● TASK REQUIREMENTS
Which lines of the material contain the word "instance"? Pull each of them out and copy it in full.
╭──
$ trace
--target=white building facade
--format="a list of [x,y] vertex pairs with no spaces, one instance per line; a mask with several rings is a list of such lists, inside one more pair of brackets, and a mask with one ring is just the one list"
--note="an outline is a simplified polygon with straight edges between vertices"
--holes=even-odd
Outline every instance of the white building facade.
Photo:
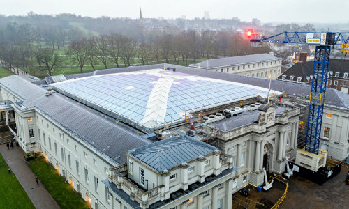
[[281,58],[267,54],[209,59],[189,67],[248,77],[276,79],[281,74]]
╰──
● RESPONSE TO THIS EXERCISE
--format="a list of [x,y] vertex pairs with no spaces, one instance per line; a mask with several rings is a list of such lists, inside one more pair of brackets, and a mask with one ring is just the one list"
Outline every instance of the white building facade.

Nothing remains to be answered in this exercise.